(TASK DIRECTIONS)
Answer from the Gratitude Campaign blog below:
1. How many e-mails had the founder received five years after founding The Gratitude Campaign?
2. What date appears above the post "On Why Freedom Matters"?
3. At what age does the post imagine someone being forced at gunpoint to join a militia?

Five years after founding The Gratitude Campaign, I've received over 10,500 e-mails, and 1,500 comments on YouTube. It seems that there is a lot to talk about with regard to gratitude for those who serve; not the least of which is the ever present challenge of understanding how to keep the politics out of it. Hopefully this blog will give us an opportunity for some rational, reasonable, and respectful discussion. I hope you'll join us...

~Scott Truitt, FOUNDER


Tuesday, July 2, 2013

On Why Freedom Matters

As Americans, it's easy for us to take our freedom for granted.

Have you ever seen a movie, watched a play, listened to a piece of music, read something, heard someone speak, witnessed an event, or had an experience that made you think in a different way than you ever have before?  Something that changed who you were, even if only in a very small way? 

As human beings, we define ourselves by our experiences and our relationships.  “I am like this.  I am not like that.  This is how I feel.  This is what I think.  This is what I like.  This is what I don’t like.  I agree with this.  I disagree with that.”  Our personal identities are inextricably tied to our ability to explore the world and to find our place in it.  In other words:  our freedom, or lack thereof. 

Have you ever considered what your life would be like if you didn’t have the freedoms you have today?  What if you didn’t have the freedom to say what you wanted to say or to listen to others say what they wanted to say?   What if you didn’t have the freedom to go where you wanted to go – to see or experience anything beyond your own narrow existence?  What if news just couldn’t talk about certain topics?  What if it were illegal to speak out against the church or the state?  What if you were told what you had to wear, what you would do for a living, or what religion you had to be?  What if you were forced at gunpoint at age 13 to join a militia that you didn’t support or believe in?  How would you even know who you truly are if you didn’t have the freedom to be whatever you wanted to be?

(Region pointing data)
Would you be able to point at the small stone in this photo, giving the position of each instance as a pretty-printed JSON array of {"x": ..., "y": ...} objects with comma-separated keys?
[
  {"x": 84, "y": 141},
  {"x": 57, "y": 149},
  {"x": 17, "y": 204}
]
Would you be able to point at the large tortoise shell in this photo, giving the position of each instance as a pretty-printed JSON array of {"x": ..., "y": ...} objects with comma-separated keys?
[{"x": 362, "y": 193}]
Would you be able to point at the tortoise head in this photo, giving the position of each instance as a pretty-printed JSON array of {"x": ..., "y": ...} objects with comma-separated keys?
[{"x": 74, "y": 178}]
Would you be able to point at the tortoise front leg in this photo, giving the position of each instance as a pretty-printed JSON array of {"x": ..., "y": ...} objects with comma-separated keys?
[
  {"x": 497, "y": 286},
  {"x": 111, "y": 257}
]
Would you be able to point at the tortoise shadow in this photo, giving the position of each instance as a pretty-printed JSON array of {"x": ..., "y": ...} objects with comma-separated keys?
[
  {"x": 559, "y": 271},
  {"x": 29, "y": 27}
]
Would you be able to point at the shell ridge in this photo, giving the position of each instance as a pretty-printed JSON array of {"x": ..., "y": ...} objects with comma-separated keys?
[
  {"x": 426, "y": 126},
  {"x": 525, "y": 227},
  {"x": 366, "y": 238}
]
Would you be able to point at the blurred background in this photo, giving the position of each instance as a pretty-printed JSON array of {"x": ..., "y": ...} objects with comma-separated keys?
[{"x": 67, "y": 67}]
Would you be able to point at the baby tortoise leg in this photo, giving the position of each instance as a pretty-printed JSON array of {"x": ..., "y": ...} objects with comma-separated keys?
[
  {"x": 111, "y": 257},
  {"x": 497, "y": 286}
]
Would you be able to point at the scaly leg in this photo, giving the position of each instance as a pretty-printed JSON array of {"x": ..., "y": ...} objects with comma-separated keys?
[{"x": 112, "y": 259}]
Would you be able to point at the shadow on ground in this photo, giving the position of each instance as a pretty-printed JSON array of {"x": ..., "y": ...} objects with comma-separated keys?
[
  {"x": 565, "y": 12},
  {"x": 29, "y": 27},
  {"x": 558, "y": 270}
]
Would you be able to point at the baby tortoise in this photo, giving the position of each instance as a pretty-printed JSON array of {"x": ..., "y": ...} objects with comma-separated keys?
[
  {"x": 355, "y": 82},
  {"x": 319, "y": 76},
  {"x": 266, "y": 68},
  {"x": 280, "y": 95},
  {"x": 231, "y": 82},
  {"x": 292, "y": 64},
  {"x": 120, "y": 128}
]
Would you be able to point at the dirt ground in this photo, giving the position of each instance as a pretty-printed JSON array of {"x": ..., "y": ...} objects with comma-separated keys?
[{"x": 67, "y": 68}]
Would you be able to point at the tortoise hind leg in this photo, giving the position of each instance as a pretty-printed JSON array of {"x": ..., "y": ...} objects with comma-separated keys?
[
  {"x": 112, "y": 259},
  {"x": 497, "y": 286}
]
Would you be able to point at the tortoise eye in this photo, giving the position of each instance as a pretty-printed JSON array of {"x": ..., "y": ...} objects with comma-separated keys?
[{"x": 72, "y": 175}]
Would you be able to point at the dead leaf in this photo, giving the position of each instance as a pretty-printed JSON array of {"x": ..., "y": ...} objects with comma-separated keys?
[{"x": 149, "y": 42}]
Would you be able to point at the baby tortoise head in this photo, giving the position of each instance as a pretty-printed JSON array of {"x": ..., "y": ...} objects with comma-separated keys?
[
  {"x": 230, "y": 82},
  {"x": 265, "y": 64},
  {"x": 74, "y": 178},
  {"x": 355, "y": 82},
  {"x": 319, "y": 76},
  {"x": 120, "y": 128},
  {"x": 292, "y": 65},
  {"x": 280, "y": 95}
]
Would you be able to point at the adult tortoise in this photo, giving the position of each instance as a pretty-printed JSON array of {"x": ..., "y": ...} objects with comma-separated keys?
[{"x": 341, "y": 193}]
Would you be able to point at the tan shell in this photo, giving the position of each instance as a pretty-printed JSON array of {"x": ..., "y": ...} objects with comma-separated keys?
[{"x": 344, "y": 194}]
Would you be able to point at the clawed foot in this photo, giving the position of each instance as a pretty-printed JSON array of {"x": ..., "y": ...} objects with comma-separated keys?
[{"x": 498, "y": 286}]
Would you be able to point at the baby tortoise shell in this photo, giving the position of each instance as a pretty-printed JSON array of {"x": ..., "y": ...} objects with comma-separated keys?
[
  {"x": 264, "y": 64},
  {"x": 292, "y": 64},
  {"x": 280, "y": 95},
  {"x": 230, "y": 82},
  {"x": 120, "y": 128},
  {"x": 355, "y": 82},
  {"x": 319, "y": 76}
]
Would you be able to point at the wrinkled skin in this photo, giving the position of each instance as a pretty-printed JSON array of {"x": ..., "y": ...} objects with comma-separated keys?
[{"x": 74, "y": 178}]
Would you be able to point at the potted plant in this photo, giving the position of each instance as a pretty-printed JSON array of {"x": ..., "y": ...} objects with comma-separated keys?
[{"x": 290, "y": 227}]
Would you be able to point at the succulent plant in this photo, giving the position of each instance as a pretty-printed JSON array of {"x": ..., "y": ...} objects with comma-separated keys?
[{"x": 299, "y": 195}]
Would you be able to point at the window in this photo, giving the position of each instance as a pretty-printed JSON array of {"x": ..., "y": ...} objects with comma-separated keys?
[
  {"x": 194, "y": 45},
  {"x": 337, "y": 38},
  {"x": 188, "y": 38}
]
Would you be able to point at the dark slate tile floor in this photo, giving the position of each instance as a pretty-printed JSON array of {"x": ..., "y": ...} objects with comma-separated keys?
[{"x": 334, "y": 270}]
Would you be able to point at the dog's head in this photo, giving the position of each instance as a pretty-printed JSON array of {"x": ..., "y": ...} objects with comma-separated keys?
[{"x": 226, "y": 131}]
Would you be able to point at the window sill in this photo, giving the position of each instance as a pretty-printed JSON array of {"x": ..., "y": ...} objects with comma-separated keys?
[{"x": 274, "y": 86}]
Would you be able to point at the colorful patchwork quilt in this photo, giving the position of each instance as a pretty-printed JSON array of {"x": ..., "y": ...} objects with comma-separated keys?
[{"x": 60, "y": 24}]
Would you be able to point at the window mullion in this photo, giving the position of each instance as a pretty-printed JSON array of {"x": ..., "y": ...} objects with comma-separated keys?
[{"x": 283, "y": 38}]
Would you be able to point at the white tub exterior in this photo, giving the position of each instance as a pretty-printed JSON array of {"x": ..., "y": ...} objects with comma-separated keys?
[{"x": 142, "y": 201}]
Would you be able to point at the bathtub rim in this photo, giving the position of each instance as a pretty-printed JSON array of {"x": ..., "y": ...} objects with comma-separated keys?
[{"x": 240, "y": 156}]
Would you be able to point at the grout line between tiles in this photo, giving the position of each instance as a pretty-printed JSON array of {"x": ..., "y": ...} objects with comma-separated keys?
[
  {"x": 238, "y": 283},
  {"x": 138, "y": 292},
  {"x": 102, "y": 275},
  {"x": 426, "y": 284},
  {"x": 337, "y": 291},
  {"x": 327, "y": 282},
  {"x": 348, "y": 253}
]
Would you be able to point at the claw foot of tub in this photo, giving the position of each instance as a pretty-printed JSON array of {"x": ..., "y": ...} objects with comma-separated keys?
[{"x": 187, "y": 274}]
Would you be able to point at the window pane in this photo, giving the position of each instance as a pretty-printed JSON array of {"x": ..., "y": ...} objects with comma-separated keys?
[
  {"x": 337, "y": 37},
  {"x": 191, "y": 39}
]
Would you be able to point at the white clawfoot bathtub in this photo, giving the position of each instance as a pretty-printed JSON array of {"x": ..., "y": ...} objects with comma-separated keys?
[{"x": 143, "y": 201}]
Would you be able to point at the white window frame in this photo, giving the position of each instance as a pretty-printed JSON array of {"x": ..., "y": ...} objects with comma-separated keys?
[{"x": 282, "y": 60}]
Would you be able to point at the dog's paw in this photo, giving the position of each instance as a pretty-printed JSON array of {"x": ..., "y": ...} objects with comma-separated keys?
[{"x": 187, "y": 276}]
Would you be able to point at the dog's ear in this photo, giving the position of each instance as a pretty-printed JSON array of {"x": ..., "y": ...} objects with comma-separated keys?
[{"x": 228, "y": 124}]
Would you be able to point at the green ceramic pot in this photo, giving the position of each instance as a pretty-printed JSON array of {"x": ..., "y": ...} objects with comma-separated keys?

(WRITTEN ANSWER)
1. Over 10,500.
2. Tuesday, July 2, 2013.
3. Age 13.